--- START OF ENTRIES SHOWN ---

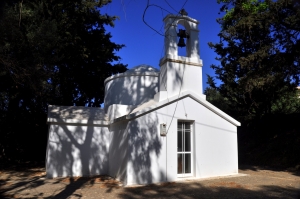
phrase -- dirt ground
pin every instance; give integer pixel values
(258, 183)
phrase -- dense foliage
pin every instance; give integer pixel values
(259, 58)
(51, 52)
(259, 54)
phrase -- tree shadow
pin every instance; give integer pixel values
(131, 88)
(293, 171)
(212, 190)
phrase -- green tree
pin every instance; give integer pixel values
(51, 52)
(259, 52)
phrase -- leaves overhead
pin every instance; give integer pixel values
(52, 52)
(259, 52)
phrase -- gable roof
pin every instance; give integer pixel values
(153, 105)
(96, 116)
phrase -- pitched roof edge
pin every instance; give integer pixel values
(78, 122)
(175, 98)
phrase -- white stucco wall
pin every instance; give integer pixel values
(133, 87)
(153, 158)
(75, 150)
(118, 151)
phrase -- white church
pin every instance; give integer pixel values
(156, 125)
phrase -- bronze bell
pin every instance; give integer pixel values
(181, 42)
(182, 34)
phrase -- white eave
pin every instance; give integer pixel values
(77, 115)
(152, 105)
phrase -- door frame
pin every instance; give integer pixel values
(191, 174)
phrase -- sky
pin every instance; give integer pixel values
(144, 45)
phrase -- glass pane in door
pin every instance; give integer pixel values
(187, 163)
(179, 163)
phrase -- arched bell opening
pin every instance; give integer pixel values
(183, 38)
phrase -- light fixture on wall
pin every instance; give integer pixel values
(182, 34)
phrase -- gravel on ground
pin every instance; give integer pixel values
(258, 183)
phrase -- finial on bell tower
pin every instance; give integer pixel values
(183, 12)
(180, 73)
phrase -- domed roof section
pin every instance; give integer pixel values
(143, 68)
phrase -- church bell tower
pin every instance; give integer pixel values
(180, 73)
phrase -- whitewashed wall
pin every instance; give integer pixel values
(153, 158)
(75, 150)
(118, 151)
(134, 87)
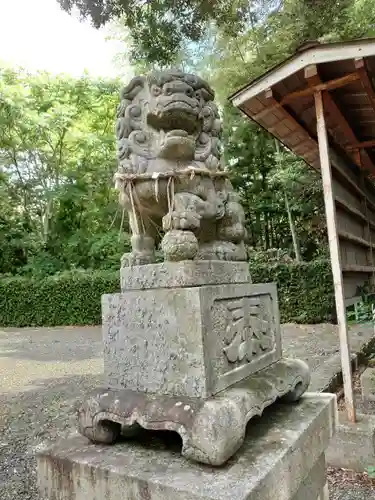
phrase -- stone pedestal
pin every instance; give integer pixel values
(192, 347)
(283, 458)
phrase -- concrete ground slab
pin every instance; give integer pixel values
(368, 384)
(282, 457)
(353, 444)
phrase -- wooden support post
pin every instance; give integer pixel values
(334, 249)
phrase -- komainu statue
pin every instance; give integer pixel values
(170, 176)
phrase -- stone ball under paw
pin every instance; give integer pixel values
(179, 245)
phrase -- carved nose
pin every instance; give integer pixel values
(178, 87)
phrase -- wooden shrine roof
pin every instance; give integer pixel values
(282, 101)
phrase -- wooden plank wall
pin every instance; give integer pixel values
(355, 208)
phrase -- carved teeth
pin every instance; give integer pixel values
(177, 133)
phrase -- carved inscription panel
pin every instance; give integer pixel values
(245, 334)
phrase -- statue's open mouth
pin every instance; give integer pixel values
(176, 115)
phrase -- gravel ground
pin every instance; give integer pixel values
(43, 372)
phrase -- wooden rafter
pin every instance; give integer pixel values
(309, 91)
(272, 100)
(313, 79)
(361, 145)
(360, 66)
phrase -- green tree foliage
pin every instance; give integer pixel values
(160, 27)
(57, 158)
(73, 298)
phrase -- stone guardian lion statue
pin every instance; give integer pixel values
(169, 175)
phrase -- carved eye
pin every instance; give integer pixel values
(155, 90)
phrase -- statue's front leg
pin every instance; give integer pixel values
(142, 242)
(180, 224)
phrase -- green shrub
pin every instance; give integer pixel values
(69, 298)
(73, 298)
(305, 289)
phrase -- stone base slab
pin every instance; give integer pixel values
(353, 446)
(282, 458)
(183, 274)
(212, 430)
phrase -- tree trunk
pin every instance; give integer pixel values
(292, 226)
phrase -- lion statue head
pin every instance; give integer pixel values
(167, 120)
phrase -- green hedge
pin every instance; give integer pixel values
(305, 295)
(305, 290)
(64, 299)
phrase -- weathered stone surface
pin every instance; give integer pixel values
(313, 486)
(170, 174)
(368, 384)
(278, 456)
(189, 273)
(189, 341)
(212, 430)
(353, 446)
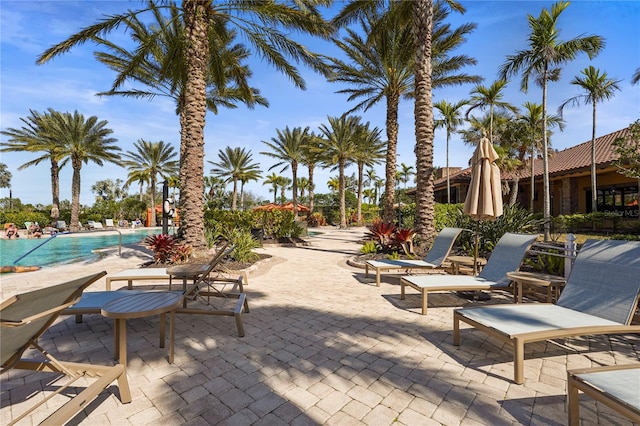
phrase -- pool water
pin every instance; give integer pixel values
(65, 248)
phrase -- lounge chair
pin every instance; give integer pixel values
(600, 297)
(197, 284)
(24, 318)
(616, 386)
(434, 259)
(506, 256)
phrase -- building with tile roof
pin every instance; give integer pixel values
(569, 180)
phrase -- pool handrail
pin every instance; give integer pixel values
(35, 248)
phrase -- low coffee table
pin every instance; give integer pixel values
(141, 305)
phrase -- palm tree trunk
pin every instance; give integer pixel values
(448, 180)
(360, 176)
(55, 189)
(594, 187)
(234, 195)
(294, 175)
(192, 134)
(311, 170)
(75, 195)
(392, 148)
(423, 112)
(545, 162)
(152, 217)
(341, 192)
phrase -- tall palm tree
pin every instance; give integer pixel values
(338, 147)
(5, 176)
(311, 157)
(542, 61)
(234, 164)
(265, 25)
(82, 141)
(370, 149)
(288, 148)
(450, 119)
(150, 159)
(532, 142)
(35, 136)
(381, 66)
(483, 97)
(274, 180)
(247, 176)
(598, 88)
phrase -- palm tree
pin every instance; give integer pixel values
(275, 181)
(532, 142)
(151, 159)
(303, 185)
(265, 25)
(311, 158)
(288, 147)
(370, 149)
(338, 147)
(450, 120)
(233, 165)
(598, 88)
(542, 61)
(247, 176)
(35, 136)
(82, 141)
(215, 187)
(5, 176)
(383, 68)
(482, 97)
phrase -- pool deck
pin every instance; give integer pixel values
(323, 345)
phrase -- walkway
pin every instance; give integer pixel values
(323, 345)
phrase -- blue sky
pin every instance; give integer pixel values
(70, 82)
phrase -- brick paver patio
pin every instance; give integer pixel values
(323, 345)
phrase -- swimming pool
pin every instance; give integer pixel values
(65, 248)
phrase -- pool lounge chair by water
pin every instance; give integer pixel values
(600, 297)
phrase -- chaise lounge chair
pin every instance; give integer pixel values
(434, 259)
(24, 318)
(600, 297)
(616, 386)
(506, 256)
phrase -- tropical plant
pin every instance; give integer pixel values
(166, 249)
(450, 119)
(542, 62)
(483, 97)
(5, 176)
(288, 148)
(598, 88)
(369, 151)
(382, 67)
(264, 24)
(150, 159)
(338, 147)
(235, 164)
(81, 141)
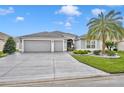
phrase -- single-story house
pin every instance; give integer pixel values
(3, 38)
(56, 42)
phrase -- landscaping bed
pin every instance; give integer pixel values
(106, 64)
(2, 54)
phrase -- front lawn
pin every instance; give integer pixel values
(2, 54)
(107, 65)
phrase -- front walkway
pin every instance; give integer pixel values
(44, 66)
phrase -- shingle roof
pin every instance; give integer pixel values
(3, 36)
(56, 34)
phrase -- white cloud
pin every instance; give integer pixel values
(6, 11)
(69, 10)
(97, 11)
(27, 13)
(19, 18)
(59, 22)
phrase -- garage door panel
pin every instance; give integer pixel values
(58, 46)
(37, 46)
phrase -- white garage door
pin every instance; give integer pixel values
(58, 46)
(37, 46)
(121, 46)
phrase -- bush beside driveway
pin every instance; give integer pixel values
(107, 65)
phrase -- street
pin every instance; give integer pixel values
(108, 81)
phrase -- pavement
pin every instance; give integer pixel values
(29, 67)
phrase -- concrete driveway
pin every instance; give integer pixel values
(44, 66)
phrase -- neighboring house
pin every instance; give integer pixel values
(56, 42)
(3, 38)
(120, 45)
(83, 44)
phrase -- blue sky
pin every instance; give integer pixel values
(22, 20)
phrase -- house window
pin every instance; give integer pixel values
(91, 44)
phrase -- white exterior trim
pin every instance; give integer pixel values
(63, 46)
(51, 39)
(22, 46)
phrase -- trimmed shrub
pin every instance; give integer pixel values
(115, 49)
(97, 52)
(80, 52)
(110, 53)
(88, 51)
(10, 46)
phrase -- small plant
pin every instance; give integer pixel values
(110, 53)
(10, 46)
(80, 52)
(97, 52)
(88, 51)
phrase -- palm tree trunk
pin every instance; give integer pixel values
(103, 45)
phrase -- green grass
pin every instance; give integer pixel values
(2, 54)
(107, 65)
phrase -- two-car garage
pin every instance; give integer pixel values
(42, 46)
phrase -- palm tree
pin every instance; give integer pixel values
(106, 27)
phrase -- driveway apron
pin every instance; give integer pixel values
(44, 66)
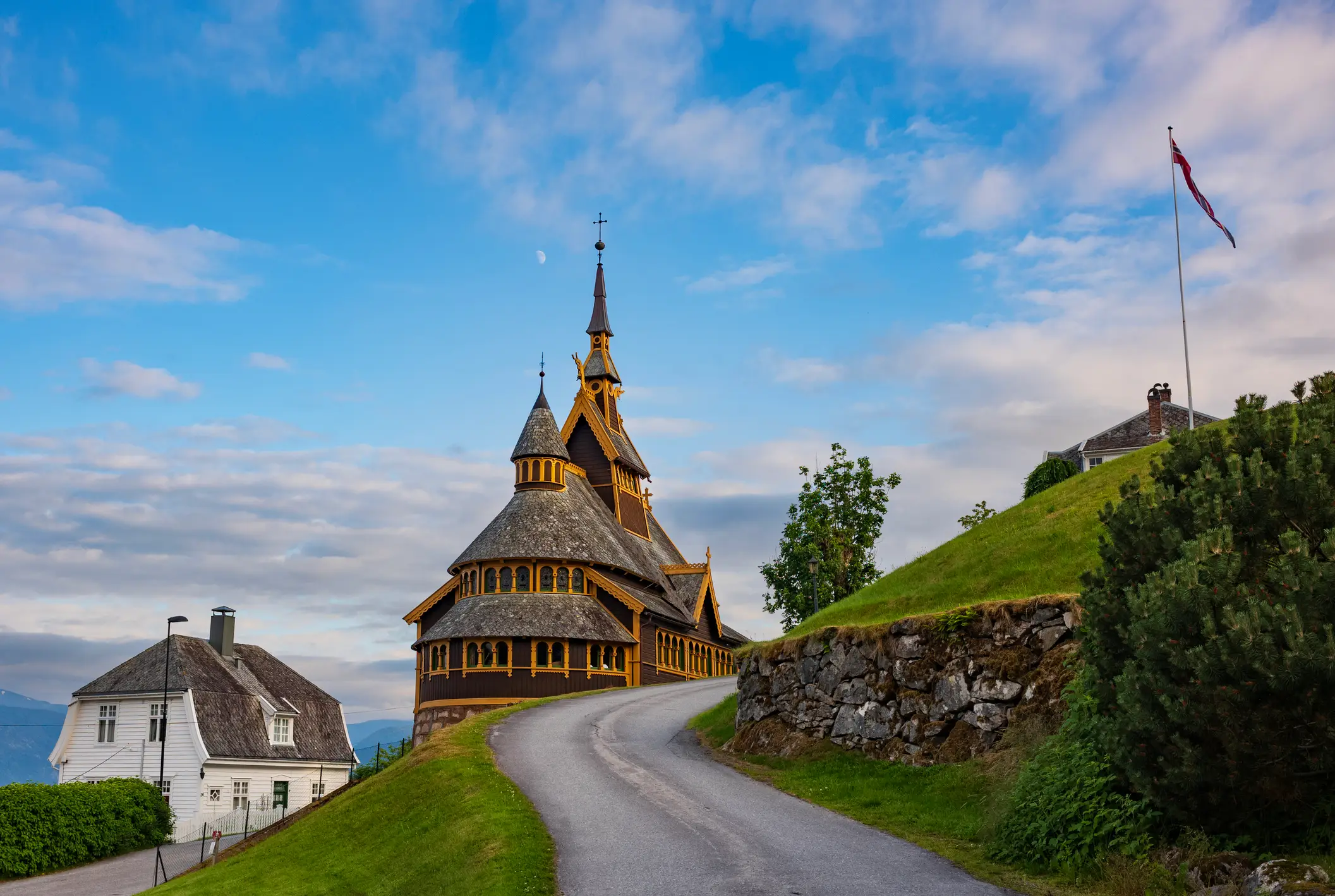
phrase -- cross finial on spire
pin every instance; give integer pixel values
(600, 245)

--- END OF ENTRIES SHOWN ---
--- START OF ENTRIES SHOWN ---

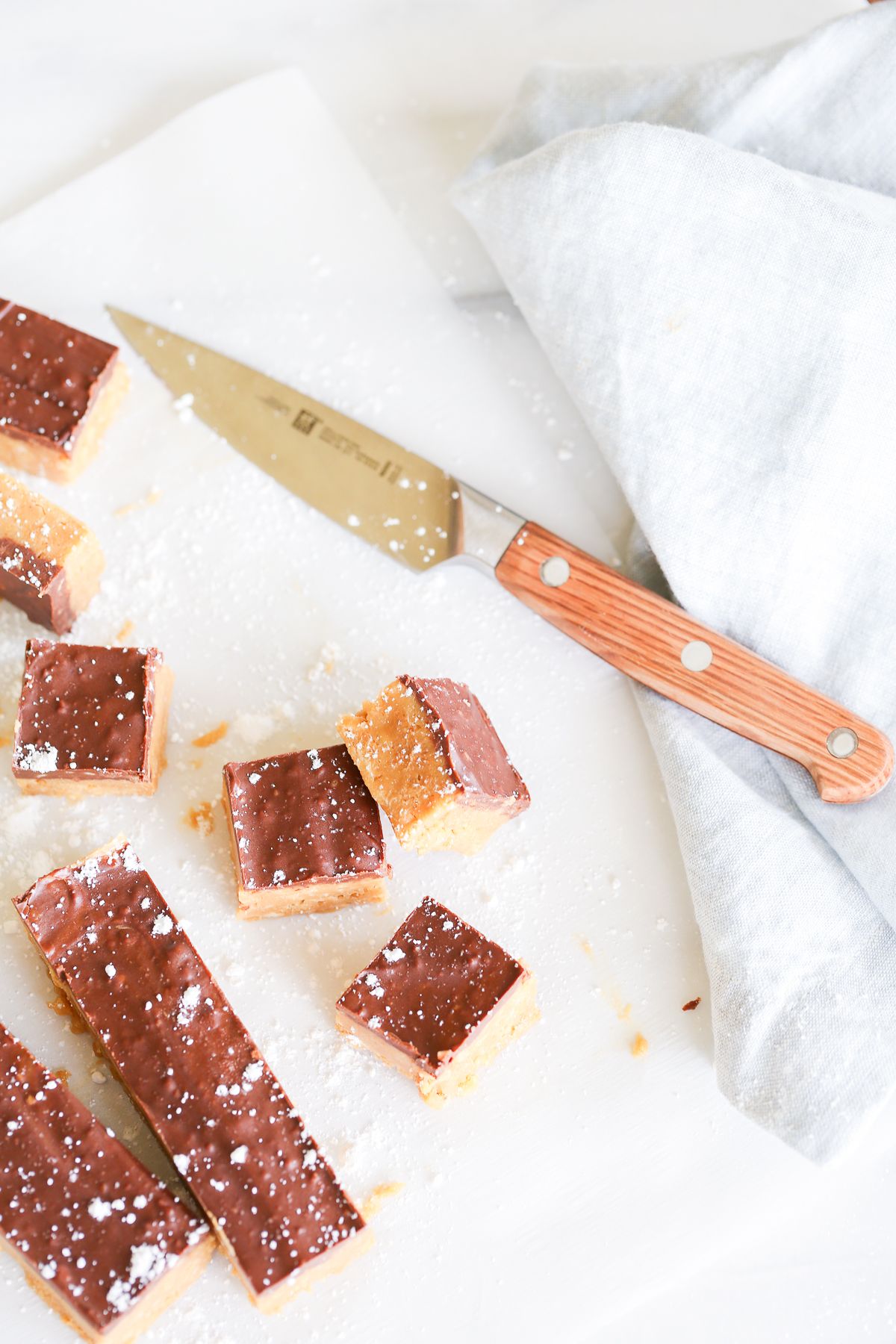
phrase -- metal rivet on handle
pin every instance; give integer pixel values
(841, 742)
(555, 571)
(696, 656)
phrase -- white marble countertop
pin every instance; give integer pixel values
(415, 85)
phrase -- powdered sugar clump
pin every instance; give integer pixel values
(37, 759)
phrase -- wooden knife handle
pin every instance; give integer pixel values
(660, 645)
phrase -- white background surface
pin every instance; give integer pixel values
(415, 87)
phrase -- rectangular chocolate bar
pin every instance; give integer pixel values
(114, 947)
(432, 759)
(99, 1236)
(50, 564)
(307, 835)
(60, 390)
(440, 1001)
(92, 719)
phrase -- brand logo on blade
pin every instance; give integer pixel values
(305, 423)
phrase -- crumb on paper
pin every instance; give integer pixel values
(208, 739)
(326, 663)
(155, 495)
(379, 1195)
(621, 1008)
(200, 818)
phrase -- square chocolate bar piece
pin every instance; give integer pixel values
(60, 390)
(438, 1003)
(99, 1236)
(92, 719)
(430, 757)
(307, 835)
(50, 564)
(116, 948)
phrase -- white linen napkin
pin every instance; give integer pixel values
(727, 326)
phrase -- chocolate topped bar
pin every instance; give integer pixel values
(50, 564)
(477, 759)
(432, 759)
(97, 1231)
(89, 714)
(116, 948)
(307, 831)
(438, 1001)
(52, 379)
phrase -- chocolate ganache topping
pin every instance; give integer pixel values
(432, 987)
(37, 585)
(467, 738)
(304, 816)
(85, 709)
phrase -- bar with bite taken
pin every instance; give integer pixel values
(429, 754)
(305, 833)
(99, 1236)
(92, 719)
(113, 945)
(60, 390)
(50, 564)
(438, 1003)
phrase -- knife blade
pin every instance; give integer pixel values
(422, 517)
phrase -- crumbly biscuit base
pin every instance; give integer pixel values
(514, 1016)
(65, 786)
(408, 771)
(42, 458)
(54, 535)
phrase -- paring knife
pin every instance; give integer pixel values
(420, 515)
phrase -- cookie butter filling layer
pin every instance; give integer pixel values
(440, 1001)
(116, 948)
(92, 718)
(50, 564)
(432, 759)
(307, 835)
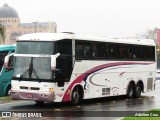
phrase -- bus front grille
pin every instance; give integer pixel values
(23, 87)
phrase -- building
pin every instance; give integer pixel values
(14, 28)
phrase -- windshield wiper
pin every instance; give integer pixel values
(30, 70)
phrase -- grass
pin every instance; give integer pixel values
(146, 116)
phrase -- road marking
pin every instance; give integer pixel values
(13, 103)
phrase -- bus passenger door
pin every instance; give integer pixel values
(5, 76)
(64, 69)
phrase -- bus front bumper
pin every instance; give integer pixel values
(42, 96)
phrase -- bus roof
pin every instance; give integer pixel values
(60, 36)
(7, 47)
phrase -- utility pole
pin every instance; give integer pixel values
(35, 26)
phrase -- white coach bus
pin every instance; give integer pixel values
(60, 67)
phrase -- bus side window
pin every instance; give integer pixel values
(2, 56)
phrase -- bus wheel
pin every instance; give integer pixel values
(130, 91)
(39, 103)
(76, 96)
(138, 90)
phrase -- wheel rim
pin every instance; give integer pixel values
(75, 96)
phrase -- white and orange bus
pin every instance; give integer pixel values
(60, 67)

--- END OF ENTRIES SHOWN ---

**SET TASK:** Pick out every line in the items above that contains the string "walkway", treating uppercase and lowercase as different.

**RESPONSE TO THIS EXERCISE:**
phrase -- walkway
phrase -- front walkway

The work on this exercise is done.